START DATA SHOWN
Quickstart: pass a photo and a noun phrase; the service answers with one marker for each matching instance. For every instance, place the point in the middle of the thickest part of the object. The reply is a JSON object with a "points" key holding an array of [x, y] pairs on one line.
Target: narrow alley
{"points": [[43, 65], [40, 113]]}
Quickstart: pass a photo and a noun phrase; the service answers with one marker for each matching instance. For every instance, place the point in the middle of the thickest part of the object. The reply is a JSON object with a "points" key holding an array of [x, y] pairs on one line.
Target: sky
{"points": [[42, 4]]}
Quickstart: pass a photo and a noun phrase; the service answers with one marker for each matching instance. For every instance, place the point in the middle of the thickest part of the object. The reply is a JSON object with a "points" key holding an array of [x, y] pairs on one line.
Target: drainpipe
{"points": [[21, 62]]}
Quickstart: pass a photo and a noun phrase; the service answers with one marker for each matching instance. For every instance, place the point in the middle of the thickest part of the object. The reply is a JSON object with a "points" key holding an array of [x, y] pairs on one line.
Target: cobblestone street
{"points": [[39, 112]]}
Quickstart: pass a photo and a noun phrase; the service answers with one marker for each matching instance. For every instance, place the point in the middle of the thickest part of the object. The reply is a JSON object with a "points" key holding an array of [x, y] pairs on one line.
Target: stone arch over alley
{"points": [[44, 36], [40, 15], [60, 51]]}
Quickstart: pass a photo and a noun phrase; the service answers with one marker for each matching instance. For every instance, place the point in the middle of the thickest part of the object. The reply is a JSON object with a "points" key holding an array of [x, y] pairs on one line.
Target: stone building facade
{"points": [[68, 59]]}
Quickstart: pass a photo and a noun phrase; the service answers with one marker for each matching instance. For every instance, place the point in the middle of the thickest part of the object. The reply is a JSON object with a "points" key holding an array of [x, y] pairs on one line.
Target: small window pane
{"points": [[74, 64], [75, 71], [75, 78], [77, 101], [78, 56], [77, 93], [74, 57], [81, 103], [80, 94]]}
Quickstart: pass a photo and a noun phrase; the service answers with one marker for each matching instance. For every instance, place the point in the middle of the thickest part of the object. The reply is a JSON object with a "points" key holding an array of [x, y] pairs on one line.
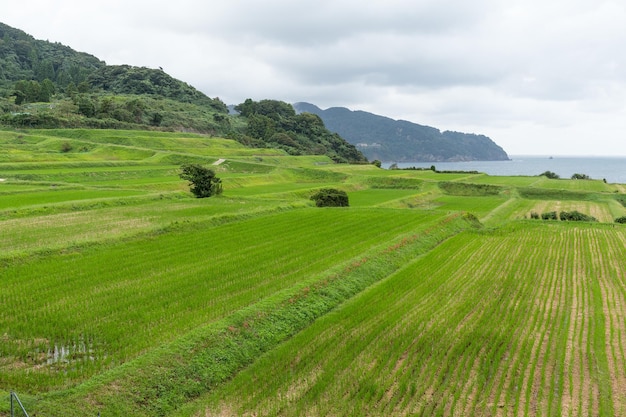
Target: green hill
{"points": [[49, 85], [389, 140]]}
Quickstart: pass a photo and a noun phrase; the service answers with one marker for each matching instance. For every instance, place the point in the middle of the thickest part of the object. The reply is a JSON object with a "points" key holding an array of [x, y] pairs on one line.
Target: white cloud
{"points": [[538, 77]]}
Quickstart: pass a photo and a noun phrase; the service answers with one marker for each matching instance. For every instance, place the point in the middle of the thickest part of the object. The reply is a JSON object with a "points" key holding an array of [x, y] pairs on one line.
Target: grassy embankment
{"points": [[125, 295]]}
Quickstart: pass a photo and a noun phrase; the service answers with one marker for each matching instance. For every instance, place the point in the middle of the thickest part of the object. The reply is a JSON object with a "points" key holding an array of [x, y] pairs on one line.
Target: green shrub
{"points": [[330, 197], [576, 216], [202, 180]]}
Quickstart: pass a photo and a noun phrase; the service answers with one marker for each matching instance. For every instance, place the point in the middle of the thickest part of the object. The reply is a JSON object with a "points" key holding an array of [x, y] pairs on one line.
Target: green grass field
{"points": [[432, 294]]}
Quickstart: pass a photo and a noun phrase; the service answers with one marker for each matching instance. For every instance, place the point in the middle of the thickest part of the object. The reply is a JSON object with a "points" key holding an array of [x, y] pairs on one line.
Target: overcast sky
{"points": [[540, 77]]}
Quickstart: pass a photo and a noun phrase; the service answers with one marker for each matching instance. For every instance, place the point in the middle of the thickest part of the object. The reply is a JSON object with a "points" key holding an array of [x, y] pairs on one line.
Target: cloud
{"points": [[536, 76]]}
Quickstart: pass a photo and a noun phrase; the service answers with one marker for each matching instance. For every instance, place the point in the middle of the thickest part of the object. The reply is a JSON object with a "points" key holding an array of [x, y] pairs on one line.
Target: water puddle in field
{"points": [[80, 351]]}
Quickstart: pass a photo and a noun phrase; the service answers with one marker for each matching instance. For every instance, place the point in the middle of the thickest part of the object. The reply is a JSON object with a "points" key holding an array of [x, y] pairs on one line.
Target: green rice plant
{"points": [[469, 189], [515, 321], [163, 286]]}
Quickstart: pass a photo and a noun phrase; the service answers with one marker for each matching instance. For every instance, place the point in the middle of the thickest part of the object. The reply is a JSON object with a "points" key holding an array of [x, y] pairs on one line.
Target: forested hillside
{"points": [[391, 140], [49, 85]]}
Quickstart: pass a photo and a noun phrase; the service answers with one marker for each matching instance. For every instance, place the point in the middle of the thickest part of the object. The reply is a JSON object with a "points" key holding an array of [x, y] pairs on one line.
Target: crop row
{"points": [[108, 304], [522, 322]]}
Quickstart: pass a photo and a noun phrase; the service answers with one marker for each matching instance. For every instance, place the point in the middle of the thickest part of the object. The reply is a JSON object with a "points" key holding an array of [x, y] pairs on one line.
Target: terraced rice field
{"points": [[526, 321], [124, 295]]}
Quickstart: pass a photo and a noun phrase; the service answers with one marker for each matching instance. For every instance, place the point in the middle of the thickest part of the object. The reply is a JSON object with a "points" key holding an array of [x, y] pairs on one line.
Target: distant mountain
{"points": [[389, 140], [81, 91]]}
END DATA SHOWN
### WHAT NEEDS TO BE DONE
In the copy, include no pictures; transcribe every record above verbatim.

### WRITTEN RESPONSE
Quickstart: pass a photo and a noun phrase; the service answers with one marker for each matching instance. For every instance, place the point in the middle of the thickest part of the object. The reply is a JSON object with a "points" key holding an array of [x, y] pairs on one line.
Target: narrow alley
{"points": [[43, 65], [40, 113]]}
Quickstart: pass a photo and a noun phrase; the service answers with one marker for each matching instance. For every instance, place the point in the middle of the thickest part of the object. The reply is a JSON object with a "points" key holding an array of [x, y] pairs on one line.
Target: sky
{"points": [[42, 4]]}
Quickstart: pass a photo and a noun phrase; the service answers with one marker for each matching instance. For every instance, place the point in the middle of the thickest part of the object. The reply is a JSON object with a "points" key holding an array of [x, y] pairs on one line.
Target: drainpipe
{"points": [[21, 62]]}
Quickstart: pass a photo and a noun phrase; the service answers with one marker for each matching instance. For every instance, place the point in the middle of the thickest part of the object. The reply is a JSON object with a "points" key holding an array of [x, y] pairs on one line.
Target: cobblestone street
{"points": [[39, 112]]}
Quickstart: pass a photo and a noun phrase; the service answers with one marker for each matching instance. For every instance, place the point in the middle of the thickest part of the object. The reply is a JSON object with a "points" key holding an array of [x, y] pairs on one line.
Target: stone arch over alley
{"points": [[44, 36], [40, 15], [60, 51]]}
Quickstart: pass a photo and a noun phrase; the service answers with one marker for each matching instance. For every instance, place the point in the middle of the thickest part of the object. The reply is a JSON object with a "points" key holding an array of [x, y] pairs on one line.
Target: stone building facade
{"points": [[68, 59]]}
Quickstart: pass a photo and a noun phrase; the service answers with one marker for each matching instance. For every instance, place the point in the middle of the thickest part of the object. The reply is a JSON object with a "points" key holding an array of [x, y] pairs on one line.
Target: small window pane
{"points": [[74, 64], [75, 71], [75, 78], [77, 101], [78, 56], [77, 93], [74, 57], [81, 103], [80, 94]]}
Quickstart: pass a photo and a noun phrase; the service answers with one marker for each matching instance. For every instance, place the point in the middle of the thickest part of the object. The reply is a JSON object with a "points" key holding an array of [x, y] pairs on one line.
Target: green hill
{"points": [[49, 85], [389, 140]]}
Quickstart: pass a photo and a noun phrase; the service answers with one marker for each matching instance. For every instance, place the point in the middle of the thickest part of the object. The reply is a JSON object with a "points" key holding an array of [x, y] pairs on one line.
Target: white cloud
{"points": [[538, 77]]}
Quickstart: pass a photo and a noun phrase; the service answers with one marker for each matching instance. For every instance, place the point in the middle of the thickest part of the object. The reply is a JSON object with a "points" key holding an array of [x, y] pairs on one line.
Target: grassy embankment
{"points": [[125, 295]]}
Quickstart: pass a photo and a noun phrase; the service answers with one marker for each matching instance. For every instance, place the point in the middle of the thickest part of the object. The reply is a JSON object with a "points" key holding an array of [x, y] pairs on one line.
Target: green shrub
{"points": [[330, 197], [576, 216], [202, 180]]}
Quickstart: pass a photo and a noun phrase; the service answers with one marker for each matching instance. For every instance, place the point in the middle of the thickest part of the object. The reply is a JSON object with a "points" key holding an array of [x, y] pairs on one line.
Target: green grass field
{"points": [[432, 294]]}
Quickstart: pass a photo and a noun phrase; the service answers with one marker for each matching instance. For every instance, place the point in the middle of the thickest part of the object. The reply is a JSON object with a "points" key holding an array of [x, y] pairs on one line.
Target: overcast sky
{"points": [[540, 77]]}
Quickstart: pass a photo and a noun phrase; the service answers with one marker for each matching instance. For every instance, place the point in the middle of the thickest part of the object. The reply is a JSON object with a "points" key holding an array of [x, y] pairs on one line.
Target: cloud
{"points": [[536, 76]]}
Quickstart: pass a photo and a noun phrase; the service answers with one marker for each matching instance. For every instance, place the point in the middle of the thickest part of the object. The reply is a JSON object with a "points" key holding an array of [x, y] pairs on one line.
Target: water puddle in field
{"points": [[80, 351]]}
Quickstart: pass a photo and a noun phrase; the service answers with one marker for each matching instance. For every instance, place the point in the middle of the thickest part of the object. The reply is a JSON object with a "points" key holding an array of [x, y] pairs on one line.
Target: green rice plant
{"points": [[469, 189], [515, 321], [163, 286]]}
Quickstart: pass a photo and a noun phrase; the service answers with one marker for each matching instance. For every instance, place the point in the middle of the thickest part of the object. The reply is a JSON object with a "points" key holding an array of [x, y] pairs on one line.
Target: forested hillside
{"points": [[391, 140], [49, 85]]}
Quickstart: pass a photo and a noun phrase; the service answers with one marker for each matching instance. For every instance, place the point in the middle of the thickest part of the object. The reply is a JSON object with a "points" key holding an array of [x, y] pairs on one line.
Target: crop row
{"points": [[108, 304], [522, 322]]}
Quickstart: pass a photo and a noun phrase; the service answers with one marker for each matching instance. For every instance, place the point in the middle of the thickest part of the object. The reply is a JSON object with a "points" key holding an array of [x, y] pairs on one line.
Target: terraced rice field
{"points": [[526, 321], [124, 295]]}
Quickstart: pass a photo and a noun phrase; the service answers with one marker for each matching instance. For every instance, place the point in the middle of the thickest part of the object. The reply is a JSON object with a "points" key holding an array of [x, y] pairs on one line.
Target: distant mountain
{"points": [[389, 140], [81, 91]]}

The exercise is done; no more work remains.